*** Opening READING TEXT ***

Key Dimensions and Scopes of American Samoa Government
American Samoa operates under a distinctive constitutional and jurisdictional framework that differs materially from all 50 U.S. states and from other U.S. territories. The government's structure, its service delivery scope, and its relationship to federal authority are shaped by a combination of the Revised Constitution of American Samoa (1967), the American Samoa Code Annotated (ASCA), and the territory's classification as an unincorporated, unorganized territory under U.S. sovereignty. Understanding the operational dimensions of this government is essential for researchers, legal professionals, contractors, and residents navigating public services, regulatory compliance, and jurisdictional questions.
- Dimensions that vary by context
- Service delivery boundaries
- How scope is determined
- Common scope disputes
- Scope of coverage
- What is included
- What falls outside the scope
- Geographic and jurisdictional dimensions
Dimensions that vary by context
The American Samoa Government (ASG) does not function as a uniform monolith. Its operational dimensions shift depending on which branch, agency, or statutory authority is engaged. Three primary axes of variation apply:
Constitutional vs. statutory authority. The Revised Constitution of American Samoa establishes the executive, legislative (Fono), and judicial branches. Statutory authority under the ASCA extends or constrains what each branch may do within specific subject-matter domains — taxation, land tenure, immigration, and public utilities, for example, each carry distinct enabling statutes.
Federal overlay. American Samoa is subject to selective application of federal law. Not all federal statutes apply automatically. Congress must affirmatively extend a statute to the territory, or the statute must contain express language covering unincorporated territories. The U.S. Department of the Interior, Office of Insular Affairs, maintains administrative oversight of the territory's relationship to the federal government.
Fa'asamoa (customary law) dimension. The ASCA at Title 37 formally recognizes customary Samoan law (fa'asamoa) as applicable to matters involving communal land, matai (chief) titles, and family relations. This creates a parallel legal dimension that operates alongside, and sometimes in tension with, codified statutory law.

*** Closing READING TEXT ***
*** Opening SUPPLIED INFORMATION ***

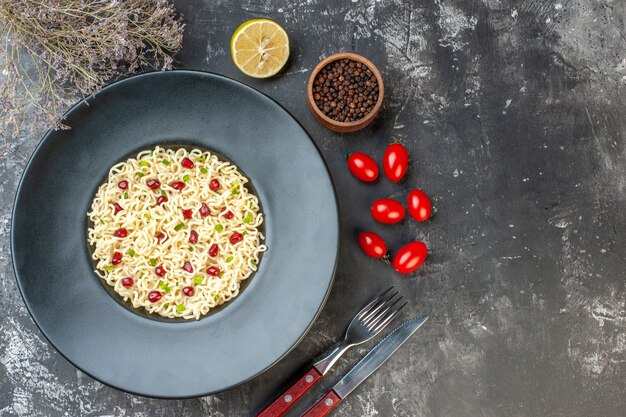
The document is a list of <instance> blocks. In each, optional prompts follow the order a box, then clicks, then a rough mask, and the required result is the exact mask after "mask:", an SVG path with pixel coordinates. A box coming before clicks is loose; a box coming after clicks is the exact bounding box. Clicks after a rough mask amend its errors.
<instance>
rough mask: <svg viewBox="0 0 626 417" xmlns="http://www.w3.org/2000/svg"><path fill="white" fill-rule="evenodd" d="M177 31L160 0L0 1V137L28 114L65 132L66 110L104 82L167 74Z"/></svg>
mask: <svg viewBox="0 0 626 417" xmlns="http://www.w3.org/2000/svg"><path fill="white" fill-rule="evenodd" d="M183 29H184V25H183V24H182V23H180V21H179V20H178V19H177V18H176V16H175V12H174V9H173V7H172V6H171V5H170V4H169V3H168V2H167V1H166V0H107V1H105V0H21V1H20V0H0V33H2V36H3V37H2V38H1V39H2V42H0V68H1V70H2V74H1V75H0V117H1V118H2V119H1V120H2V123H3V126H2V132H4V134H5V135H16V134H17V133H19V131H20V130H21V129H22V128H23V127H24V126H23V122H24V119H25V118H26V117H27V115H30V117H31V120H29V124H30V125H31V126H33V125H35V124H36V123H37V122H41V121H43V122H45V123H46V124H47V125H49V126H52V127H55V128H66V127H67V126H65V125H63V122H62V120H61V115H62V114H63V112H64V111H65V109H66V108H67V107H68V106H69V105H70V104H71V103H73V102H74V101H76V100H77V99H79V98H85V97H87V96H89V95H90V94H92V93H94V92H95V91H97V90H98V89H99V88H101V87H102V86H103V85H104V84H106V83H107V82H110V81H112V80H115V79H117V78H120V77H121V76H124V75H126V74H128V73H132V72H136V71H140V70H147V69H163V70H166V69H171V67H172V58H171V56H172V55H173V54H175V53H176V52H178V50H179V49H180V47H181V44H182V36H183ZM32 119H34V120H32ZM0 134H2V133H0Z"/></svg>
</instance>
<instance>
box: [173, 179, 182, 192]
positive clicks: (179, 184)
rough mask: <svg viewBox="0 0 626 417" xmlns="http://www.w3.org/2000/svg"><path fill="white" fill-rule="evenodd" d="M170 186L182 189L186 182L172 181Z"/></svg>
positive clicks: (175, 189) (178, 189)
mask: <svg viewBox="0 0 626 417" xmlns="http://www.w3.org/2000/svg"><path fill="white" fill-rule="evenodd" d="M170 187H172V188H173V189H175V190H179V191H180V190H182V189H183V188H185V183H184V182H182V181H174V182H171V183H170Z"/></svg>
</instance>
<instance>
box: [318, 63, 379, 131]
mask: <svg viewBox="0 0 626 417" xmlns="http://www.w3.org/2000/svg"><path fill="white" fill-rule="evenodd" d="M346 58H347V59H350V60H352V61H356V62H361V63H362V64H364V65H366V66H367V67H368V68H369V69H371V70H372V72H373V73H374V76H375V77H376V80H377V81H378V101H376V104H374V108H373V109H372V111H370V112H369V113H367V114H366V115H365V116H363V117H362V118H360V119H359V120H355V121H352V122H339V121H337V120H334V119H331V118H330V117H328V116H326V115H325V114H324V113H322V111H321V110H320V109H319V108H318V107H317V105H316V104H315V100H314V99H313V83H314V82H315V78H316V77H317V74H318V73H319V72H320V70H321V69H322V68H324V66H326V65H328V64H330V63H331V62H334V61H337V60H340V59H346ZM384 95H385V87H384V85H383V78H382V77H381V76H380V72H379V71H378V68H376V66H375V65H374V64H373V63H372V61H370V60H369V59H367V58H365V57H364V56H361V55H358V54H353V53H350V52H341V53H338V54H334V55H331V56H329V57H328V58H326V59H324V60H323V61H322V62H320V63H319V64H317V66H316V67H315V69H314V70H313V72H311V77H310V78H309V83H308V85H307V93H306V99H307V103H308V105H309V110H311V113H312V114H313V117H315V119H316V120H317V121H318V122H320V124H321V125H322V126H324V127H326V128H328V129H330V130H333V131H335V132H355V131H357V130H360V129H363V128H364V127H366V126H368V125H369V124H370V123H372V122H373V121H374V119H375V118H376V116H377V115H378V112H379V111H380V107H381V106H382V104H383V96H384Z"/></svg>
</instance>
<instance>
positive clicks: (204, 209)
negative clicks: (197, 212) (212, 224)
mask: <svg viewBox="0 0 626 417" xmlns="http://www.w3.org/2000/svg"><path fill="white" fill-rule="evenodd" d="M209 214H211V210H209V206H207V205H206V204H205V203H202V206H200V215H201V216H202V217H206V216H208V215H209Z"/></svg>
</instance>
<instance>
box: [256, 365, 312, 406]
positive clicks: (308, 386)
mask: <svg viewBox="0 0 626 417" xmlns="http://www.w3.org/2000/svg"><path fill="white" fill-rule="evenodd" d="M321 377H322V374H321V373H319V372H318V371H317V369H315V368H314V367H312V368H311V369H309V370H308V372H307V373H305V374H304V375H303V376H302V377H301V378H300V379H299V380H298V381H297V382H296V383H295V384H293V385H292V386H291V388H289V389H288V390H287V391H285V392H284V393H283V394H282V395H281V396H280V397H278V398H277V399H276V400H274V402H273V403H271V404H270V405H268V406H267V407H266V408H265V409H264V410H263V411H261V412H260V413H259V414H257V417H280V416H282V415H283V414H285V413H286V412H287V410H289V409H290V408H291V406H292V405H294V403H295V402H296V401H298V400H299V399H300V397H302V396H303V395H304V393H305V392H307V391H308V390H310V389H311V387H313V385H315V384H316V383H317V381H319V380H320V378H321Z"/></svg>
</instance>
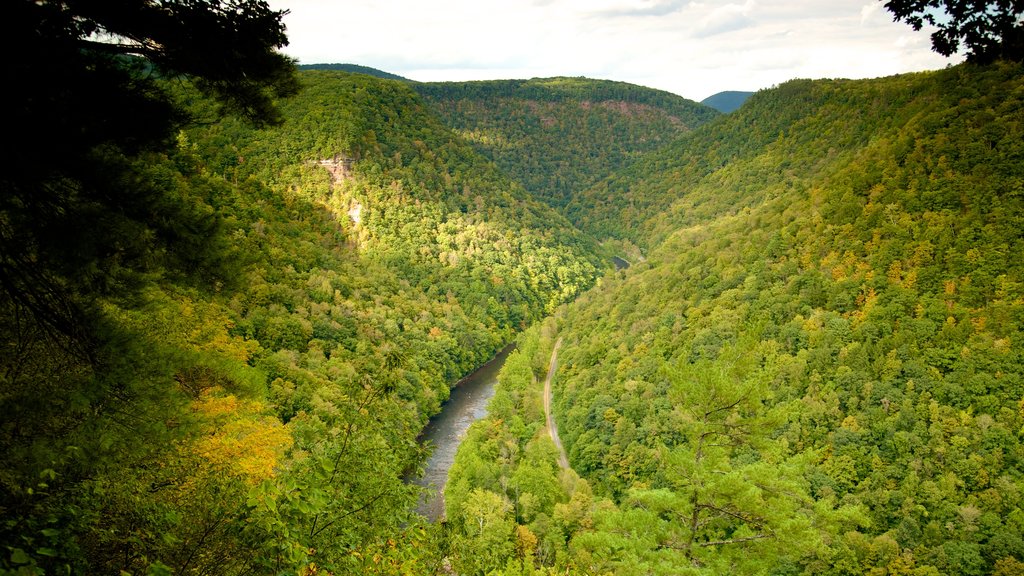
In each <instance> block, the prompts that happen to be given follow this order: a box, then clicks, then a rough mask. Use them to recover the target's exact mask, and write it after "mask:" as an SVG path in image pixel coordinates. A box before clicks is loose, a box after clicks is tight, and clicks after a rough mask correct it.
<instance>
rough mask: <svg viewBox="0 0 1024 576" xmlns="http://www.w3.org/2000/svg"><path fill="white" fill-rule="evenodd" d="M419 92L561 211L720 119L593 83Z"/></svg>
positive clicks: (444, 120)
mask: <svg viewBox="0 0 1024 576" xmlns="http://www.w3.org/2000/svg"><path fill="white" fill-rule="evenodd" d="M415 88H416V90H417V91H418V92H420V93H421V94H423V95H424V96H425V97H426V98H427V100H428V101H429V102H430V104H431V105H432V106H433V107H434V109H435V110H436V111H437V112H438V114H439V115H440V116H441V118H442V119H444V121H445V122H446V123H447V124H449V125H450V126H452V127H454V128H455V129H456V130H457V131H458V132H459V133H460V134H461V135H462V136H463V137H465V138H466V139H467V140H469V141H470V142H472V143H473V146H474V147H475V148H476V149H477V150H478V151H480V152H481V153H482V154H484V155H485V156H487V157H488V158H490V159H492V160H494V161H495V163H496V164H497V165H498V166H499V167H500V168H501V169H502V170H504V171H505V172H506V173H508V174H509V175H510V176H512V177H514V178H516V179H517V180H519V181H520V182H522V184H523V186H524V187H525V189H526V190H527V191H529V193H530V194H531V195H534V196H535V197H537V198H539V199H541V200H542V201H544V202H546V203H547V204H549V205H551V206H554V207H556V208H559V209H561V208H563V207H564V206H565V205H566V204H567V203H569V202H570V201H571V199H572V198H573V197H574V196H575V194H577V193H578V192H580V191H582V190H584V189H586V188H588V187H589V186H590V184H592V183H593V182H595V181H597V180H599V179H600V178H602V177H604V176H606V175H608V174H611V173H612V172H614V171H615V170H617V169H620V168H622V167H624V166H626V165H627V164H629V163H630V162H632V161H634V160H636V159H638V158H640V157H641V156H642V155H643V154H644V153H647V152H651V151H653V150H656V149H657V148H659V147H662V146H664V145H666V143H668V142H670V141H672V140H673V139H675V138H676V137H677V136H678V135H679V134H681V133H684V132H686V131H688V130H691V129H693V128H696V127H697V126H700V125H701V124H703V123H706V122H708V121H709V120H711V119H712V118H714V117H715V116H717V113H716V112H715V111H714V110H713V109H711V108H708V107H705V106H701V105H698V104H696V102H693V101H691V100H687V99H685V98H683V97H681V96H678V95H676V94H672V93H669V92H665V91H660V90H654V89H651V88H645V87H643V86H637V85H635V84H628V83H625V82H611V81H607V80H590V79H587V78H537V79H532V80H496V81H485V82H437V83H420V84H416V85H415Z"/></svg>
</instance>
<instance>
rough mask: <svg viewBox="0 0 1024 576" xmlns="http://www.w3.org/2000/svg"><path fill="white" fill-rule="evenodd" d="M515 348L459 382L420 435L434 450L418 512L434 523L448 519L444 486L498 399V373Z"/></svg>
mask: <svg viewBox="0 0 1024 576" xmlns="http://www.w3.org/2000/svg"><path fill="white" fill-rule="evenodd" d="M514 347H515V344H514V343H512V344H509V345H507V346H505V347H504V348H503V349H502V351H501V352H500V353H498V355H497V356H495V357H494V358H492V359H490V360H488V361H487V363H486V364H484V365H483V366H481V367H479V368H477V369H476V371H475V372H473V373H472V374H470V375H469V376H466V377H465V378H463V379H461V380H459V381H458V382H457V383H456V384H455V386H453V387H452V395H451V396H450V397H449V400H447V402H445V403H444V404H443V405H442V406H441V411H440V412H439V413H438V414H437V415H436V416H434V417H433V418H431V419H430V422H428V423H427V426H426V427H425V428H423V434H422V435H420V441H421V442H429V443H430V444H431V446H433V450H432V452H431V454H430V458H428V459H427V464H426V467H425V469H424V472H423V478H421V479H419V480H417V481H415V484H418V485H419V486H423V487H426V488H427V489H428V490H427V491H426V492H425V493H424V495H423V496H422V497H421V498H420V503H419V505H418V506H417V511H419V512H420V513H421V515H423V516H425V517H426V518H427V520H430V521H431V522H433V521H436V520H437V519H439V518H441V517H443V516H444V483H445V482H447V472H449V470H450V469H451V468H452V463H453V462H455V453H456V451H457V450H459V444H461V443H462V439H463V438H465V436H466V430H468V429H469V425H470V424H472V423H473V422H475V421H476V420H479V419H480V418H482V417H484V416H486V415H487V403H488V402H490V398H492V397H494V396H495V384H496V383H498V372H499V371H500V370H501V369H502V366H504V365H505V359H506V358H508V355H509V353H511V352H512V349H513V348H514Z"/></svg>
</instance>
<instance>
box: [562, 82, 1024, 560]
mask: <svg viewBox="0 0 1024 576" xmlns="http://www.w3.org/2000/svg"><path fill="white" fill-rule="evenodd" d="M1021 77H1022V76H1021V71H1020V69H1019V67H1016V66H995V67H989V68H974V67H959V68H956V69H950V70H947V71H943V72H938V73H931V74H925V75H911V76H902V77H895V78H890V79H882V80H872V81H855V82H851V81H816V82H803V81H801V82H793V83H788V84H785V85H782V86H780V87H779V88H777V89H776V90H772V91H766V92H761V93H759V94H757V95H756V96H754V97H753V98H752V99H751V100H750V101H749V102H748V105H746V106H744V107H743V108H742V109H740V110H739V111H737V112H736V113H734V114H733V115H730V117H729V118H728V119H725V120H721V121H719V122H717V123H714V124H712V125H709V126H707V127H705V128H703V129H702V130H700V131H699V132H701V133H696V134H693V135H691V136H686V137H684V138H683V139H682V140H680V142H679V143H677V145H675V147H674V151H675V152H676V153H677V154H676V155H675V156H676V160H675V161H673V160H671V159H670V153H669V152H666V153H665V154H664V155H659V156H660V158H659V159H658V160H657V161H654V160H652V161H650V162H649V163H646V164H644V165H638V166H637V167H636V168H634V169H633V171H632V172H631V173H633V174H638V175H639V174H642V176H641V177H637V178H634V179H631V180H630V186H631V187H633V190H635V191H637V194H640V193H641V191H643V192H646V191H656V190H658V187H660V186H671V187H674V188H675V190H680V191H684V192H683V193H682V196H679V197H678V198H675V199H674V200H672V201H670V202H672V203H673V205H672V206H670V207H668V208H666V207H663V208H662V209H660V213H658V214H656V215H653V216H652V217H651V218H650V219H649V220H648V223H647V224H645V225H642V227H640V234H643V231H645V230H646V231H651V232H650V234H651V236H648V237H647V238H646V239H645V242H647V243H649V245H651V246H653V247H654V248H653V249H652V250H651V251H650V252H649V253H648V259H647V261H646V262H643V263H641V264H638V265H634V266H632V268H631V269H629V271H626V272H624V273H618V275H616V276H614V277H610V278H606V279H605V280H604V281H603V282H602V285H601V286H602V287H601V289H599V290H594V291H591V292H589V293H588V294H586V295H585V296H584V297H582V298H581V299H580V300H579V301H578V303H577V304H575V305H573V306H570V307H569V308H568V313H567V315H566V316H565V318H564V320H562V323H563V324H564V326H565V327H566V328H565V330H564V331H563V334H562V335H563V337H564V338H565V340H566V342H565V344H564V345H563V352H562V365H563V369H564V373H562V374H561V375H560V378H561V381H562V382H563V384H562V386H560V387H559V388H556V399H557V407H556V412H557V413H558V414H560V415H561V418H560V422H561V424H562V427H561V430H560V431H561V434H562V439H563V441H564V442H565V444H566V447H567V448H568V449H569V455H570V461H571V463H572V465H573V467H574V468H575V469H577V471H579V472H580V474H581V476H583V477H584V478H586V479H587V480H588V481H590V482H591V484H592V486H593V487H594V491H595V492H596V493H598V494H603V495H607V496H610V497H612V498H614V500H615V501H616V503H617V504H618V506H620V508H622V507H623V506H624V504H625V505H627V506H630V505H634V504H631V503H632V502H642V503H643V504H642V507H640V506H637V508H638V509H637V510H635V511H634V512H633V513H634V516H642V515H646V513H648V512H647V511H646V510H650V509H651V508H652V507H653V506H654V502H657V506H662V507H658V508H655V509H666V510H680V509H682V510H689V511H690V512H691V513H692V510H693V509H694V507H693V506H692V505H691V506H690V507H688V508H685V507H682V505H683V503H684V502H687V499H686V498H679V496H678V495H679V494H693V493H694V492H687V491H688V490H690V487H693V486H696V487H702V488H701V489H700V490H699V491H697V492H695V493H696V494H697V496H698V499H697V502H698V503H699V502H700V499H699V498H701V497H713V500H710V501H709V504H705V505H701V506H700V509H701V510H703V511H707V510H710V509H713V508H712V507H705V506H713V507H716V508H721V509H728V510H729V511H732V512H735V515H736V516H732V517H729V518H731V520H730V522H732V523H735V524H733V525H732V526H731V527H729V528H724V530H726V533H727V534H729V532H728V530H734V531H735V532H732V533H731V534H734V536H732V539H737V538H745V537H754V536H756V535H757V534H759V533H760V534H765V533H767V532H766V531H765V529H764V527H767V526H769V525H770V524H769V521H768V520H767V519H763V518H761V517H757V516H755V515H754V513H753V512H751V511H749V510H744V509H743V508H742V506H743V505H744V504H754V505H753V508H751V509H754V510H762V513H767V512H769V511H777V512H781V515H780V517H779V520H781V521H783V522H795V523H797V524H796V526H805V527H807V526H808V525H807V524H803V525H802V524H801V523H803V522H810V526H813V527H814V530H813V531H812V532H809V533H808V536H804V537H801V538H800V542H799V543H800V544H804V545H808V546H809V548H801V547H800V546H799V545H794V544H793V543H788V544H786V545H784V546H783V547H782V548H781V549H782V550H783V551H784V552H785V553H783V554H782V556H776V553H774V552H773V551H772V550H771V548H770V547H768V546H766V545H765V544H768V543H769V542H771V539H769V538H765V539H763V540H759V541H757V542H756V543H754V542H753V541H752V542H751V543H749V544H746V545H748V546H750V547H749V548H748V549H746V551H745V552H744V553H746V554H754V556H755V557H756V558H757V559H760V560H761V561H762V562H761V564H760V565H758V566H745V567H744V565H743V564H741V563H736V564H729V566H730V567H731V568H730V570H733V571H738V572H742V573H757V572H758V571H761V570H777V571H783V570H792V571H796V572H807V573H831V574H845V573H858V574H859V573H865V572H870V571H872V570H873V571H883V570H886V571H889V572H892V573H902V572H907V573H922V574H924V573H987V572H989V571H992V570H994V569H995V566H996V564H997V563H999V562H1002V563H1004V564H1002V565H1001V566H1009V565H1010V564H1011V563H1012V562H1018V561H1019V559H1020V556H1019V554H1020V553H1021V551H1022V550H1021V549H1020V548H1019V547H1018V544H1019V542H1018V540H1017V538H1016V537H1010V538H1007V537H1006V536H1005V535H1006V534H1010V533H1016V530H1017V529H1016V523H1017V520H1015V519H1016V518H1017V517H1018V516H1019V515H1020V510H1021V509H1022V507H1021V504H1022V499H1021V494H1022V492H1021V488H1022V484H1021V483H1022V480H1021V479H1022V476H1021V468H1020V450H1019V446H1020V442H1019V438H1018V437H1019V434H1020V430H1021V413H1020V410H1019V408H1020V406H1019V404H1020V401H1021V399H1020V388H1019V386H1018V382H1019V381H1020V379H1021V376H1022V374H1021V366H1022V364H1021V359H1020V352H1019V351H1018V349H1017V348H1018V346H1017V342H1018V340H1019V339H1020V337H1021V334H1020V330H1019V326H1021V323H1020V314H1021V312H1022V308H1021V303H1022V301H1024V300H1022V299H1021V298H1022V293H1021V291H1020V286H1021V284H1020V281H1019V279H1020V278H1021V277H1022V273H1024V271H1021V270H1020V261H1019V259H1017V258H1013V257H1008V256H1005V255H1009V254H1012V253H1017V252H1018V251H1020V250H1021V249H1022V246H1021V245H1020V244H1021V236H1020V232H1019V231H1020V217H1021V213H1022V209H1024V206H1022V204H1021V199H1022V197H1021V195H1020V191H1021V182H1022V181H1024V180H1022V178H1024V174H1022V173H1021V170H1020V164H1019V163H1017V162H1016V161H1015V160H1014V159H1018V158H1020V157H1021V155H1022V153H1024V151H1022V149H1021V141H1024V139H1022V138H1021V134H1020V127H1021V126H1022V123H1021V119H1022V116H1021V115H1022V111H1024V107H1022V102H1021V99H1020V94H1021V89H1020V86H1021ZM850 111H860V112H859V114H851V112H850ZM733 134H735V135H739V134H743V139H742V140H738V139H733V137H732V135H733ZM761 134H763V135H761ZM768 134H772V136H769V135H768ZM707 141H715V142H718V147H719V150H720V151H728V152H729V155H728V157H727V160H726V161H724V162H717V161H715V159H714V156H713V155H708V154H707V152H708V151H707V150H702V149H701V148H700V147H699V146H696V145H697V142H707ZM698 155H701V156H699V157H698ZM709 156H711V157H710V158H709ZM694 159H697V161H696V162H694ZM663 162H667V163H670V164H668V165H666V164H663ZM666 174H676V176H675V177H674V178H670V176H667V175H666ZM618 177H620V178H624V179H625V178H626V177H628V176H626V175H623V176H618ZM670 182H671V183H670ZM676 187H678V188H676ZM670 196H675V195H667V196H666V197H670ZM651 200H653V199H651ZM653 212H654V211H653V210H652V213H653ZM663 231H664V232H663ZM663 234H665V235H667V236H666V237H663V236H662V235H663ZM663 238H664V240H662V239H663ZM737 359H741V361H740V360H737ZM752 365H753V366H752ZM743 366H746V368H743ZM679 374H688V376H687V377H685V378H682V379H680V377H679ZM758 374H760V375H758ZM752 377H754V378H755V380H754V381H760V379H761V378H763V379H764V380H763V381H764V382H765V384H764V386H765V387H762V388H757V387H755V388H753V389H760V390H763V392H762V393H761V394H759V395H755V396H753V397H750V398H748V397H745V396H742V397H739V398H740V399H742V401H743V403H749V402H750V401H752V400H757V401H758V404H755V405H753V406H749V407H748V408H746V409H744V410H743V411H741V412H739V413H737V414H736V415H735V416H732V417H730V418H726V419H725V423H724V424H716V425H718V426H719V427H717V428H716V427H710V428H709V427H707V426H709V425H711V424H712V423H713V422H709V423H707V424H702V423H701V419H700V417H699V415H700V413H701V411H700V410H699V407H700V406H701V405H702V404H706V403H707V402H708V400H709V398H708V397H707V395H712V397H713V398H718V399H719V401H720V402H726V403H727V401H729V399H736V398H737V397H735V396H730V395H729V394H728V393H718V392H715V390H718V389H726V390H728V389H729V387H730V386H734V388H733V389H739V390H741V389H744V387H743V386H746V385H750V382H751V378H752ZM688 380H692V381H694V382H695V383H699V384H698V385H697V386H696V388H695V389H694V390H693V392H691V393H685V395H683V394H681V393H683V392H684V390H686V388H685V387H682V388H681V387H680V383H681V382H686V381H688ZM723 386H724V387H723ZM558 390H561V393H560V396H558V394H559V393H558ZM700 395H705V396H700ZM743 403H741V404H739V405H737V406H736V409H737V410H738V409H740V408H741V407H742V406H744V404H743ZM708 412H709V411H708V410H705V411H703V413H708ZM701 426H703V427H701ZM722 426H724V427H722ZM748 426H753V427H748ZM725 429H727V430H729V434H740V435H741V436H740V438H738V439H734V440H729V441H728V442H725V443H722V444H724V445H725V446H726V447H727V448H721V447H720V448H719V449H718V450H726V452H724V453H721V452H720V453H717V457H719V458H721V460H720V463H718V464H716V465H714V466H711V468H712V469H714V470H717V471H716V474H712V475H709V476H708V477H703V476H700V474H699V470H700V468H699V467H698V466H695V463H696V462H697V459H696V458H695V454H696V453H697V452H696V450H697V449H698V447H699V444H700V443H699V439H700V438H701V437H702V435H706V434H711V435H712V436H710V437H705V438H719V437H720V436H719V435H721V434H723V431H722V430H725ZM701 430H702V431H701ZM759 430H760V431H759ZM737 441H738V442H737ZM759 443H760V444H759ZM767 462H771V464H770V466H769V467H768V468H766V469H760V468H759V466H761V465H763V463H767ZM684 464H685V465H684ZM744 469H750V470H751V471H752V472H753V471H754V470H759V471H757V472H754V474H753V475H752V476H750V477H744V476H743V474H744V472H743V470H744ZM719 472H721V474H719ZM730 478H735V479H736V481H735V482H732V481H730ZM743 478H745V479H746V480H745V481H743V480H741V479H743ZM705 479H711V480H713V481H715V483H714V484H713V485H707V484H701V482H705V481H706V480H705ZM754 479H765V480H766V481H769V482H780V483H781V484H782V485H785V486H786V488H785V489H784V490H781V491H780V492H782V493H785V494H790V495H791V497H792V499H783V500H782V501H775V502H764V503H760V502H759V501H758V500H757V499H756V498H755V499H752V497H761V496H760V495H758V493H757V492H756V491H754V492H750V491H752V490H754V488H755V487H757V486H759V484H758V481H755V480H754ZM652 491H653V492H652ZM667 491H668V492H667ZM771 493H772V492H767V494H771ZM672 495H676V497H677V500H673V498H672ZM655 498H656V499H655ZM690 501H692V500H690ZM716 501H726V502H730V503H731V505H732V506H735V507H733V508H727V507H725V506H722V505H721V504H716V503H714V502H716ZM812 502H813V503H812ZM617 515H625V512H623V511H620V512H617ZM727 516H728V515H727ZM645 518H646V517H645ZM983 519H984V520H983ZM603 522H605V523H606V524H607V525H609V526H610V525H613V524H615V523H622V522H627V518H626V517H625V516H616V515H612V516H610V517H606V519H605V520H603ZM700 522H708V524H706V525H705V526H708V527H710V528H712V529H714V527H716V522H718V521H715V520H712V519H711V518H708V519H707V520H705V521H701V520H698V523H700ZM743 524H745V525H746V528H743V526H742V525H743ZM638 525H643V526H647V525H651V522H650V521H649V520H645V521H642V522H640V523H639V524H638ZM758 526H761V527H762V528H761V529H760V530H759V528H758ZM667 530H668V529H667ZM671 530H674V532H665V531H662V532H659V531H657V530H653V531H651V532H643V534H645V536H644V537H645V538H648V540H647V541H648V542H650V541H651V540H649V538H655V539H656V538H658V537H659V536H660V535H663V534H666V533H674V534H675V536H674V537H675V538H677V541H678V539H679V538H680V537H682V538H684V540H683V541H687V540H688V539H689V537H690V534H692V532H690V533H687V532H685V531H683V530H681V527H680V526H679V525H678V524H676V525H675V526H672V527H671ZM776 533H779V532H776ZM638 534H639V533H638ZM814 534H816V536H812V535H814ZM660 537H664V536H660ZM700 538H706V539H709V540H710V539H714V538H716V537H715V536H699V535H698V536H696V538H695V539H694V541H697V540H699V539H700ZM717 539H726V538H722V537H717ZM816 540H817V541H818V542H820V543H819V544H814V542H815V541H816ZM654 541H656V540H654ZM581 543H582V542H581ZM609 545H610V544H609ZM648 545H652V544H648ZM616 546H618V547H617V548H614V549H620V550H622V551H621V552H618V553H617V556H608V554H605V556H604V557H603V558H602V559H601V562H604V563H622V562H626V561H627V560H628V562H629V563H633V564H637V563H641V564H642V563H644V562H648V561H646V560H645V558H647V557H645V556H644V550H645V549H646V548H643V547H642V546H638V545H637V544H636V543H631V544H630V545H629V547H628V548H627V547H624V546H626V544H625V543H621V544H616ZM578 549H580V548H578ZM593 549H594V547H593V546H590V547H587V548H582V549H580V550H581V553H582V552H583V551H587V553H588V554H591V556H590V557H589V558H593V559H594V562H597V561H598V557H597V556H595V552H593V551H588V550H593ZM804 554H806V556H804ZM630 559H631V560H630ZM728 559H729V556H728V554H727V553H726V551H725V550H723V551H721V552H719V553H716V554H713V557H712V558H711V559H701V560H700V561H699V565H700V566H705V567H707V568H708V569H710V570H712V571H714V570H715V569H713V568H712V567H713V566H715V563H716V562H732V561H729V560H728ZM682 564H685V563H682V562H679V563H677V565H682ZM615 566H617V564H616V565H615ZM785 567H788V568H785ZM616 570H617V569H616Z"/></svg>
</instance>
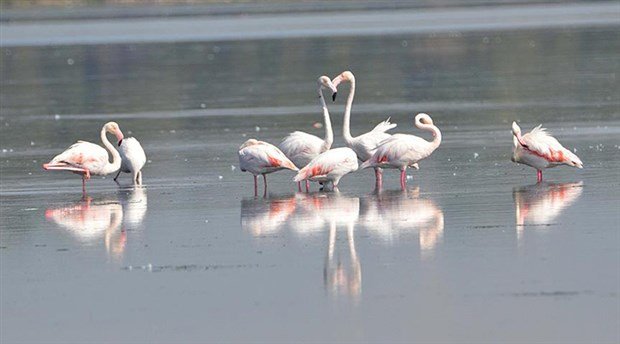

*** Closing SUPPLIED INFORMATION ***

TASKS TO CARRY OUT —
1/ In the text on American Samoa's government, which title of the American Samoa Code Annotated formally recognizes customary Samoan law?
2/ Please carry on the text about American Samoa's government from the point where it stops.

ANSWERS BELOW —
1/ Title 37

2/
These 3 axes — constitutional, federal overlay, and customary law — produce a governance environment where the applicable legal dimension must be identified before any compliance, service, or legal question can be resolved.
Service delivery boundaries
ASG delivers services through a cabinet-level executive structure, territorial agencies, and autonomous or semi-autonomous bodies. Key delivery boundaries include:
- Executive departments (e.g., Department of Human and Social Services, Department of Health, Department of Education) — direct service delivery funded through the territorial budget and federal grants
- Autonomous agencies (e.g., American Samoa Power Authority, American Samoa Telecommunications Authority) — operate under separate enabling statutes with independent boards
- The American Samoa Medical Center (LBJ Tropical Medical Center) — the sole acute-care hospital in the territory, operated under ASG with federal support
Service delivery is constrained geographically by the territory's island composition. The main island of Tutuila (approximately 76 square miles) hosts the capital Pago Pago and the majority of government infrastructure. The Manu'a Islands — Ta'ū, Ofu, and Olosega — receive services through satellite offices and periodic government visits, creating a structurally tiered delivery model based on physical remoteness.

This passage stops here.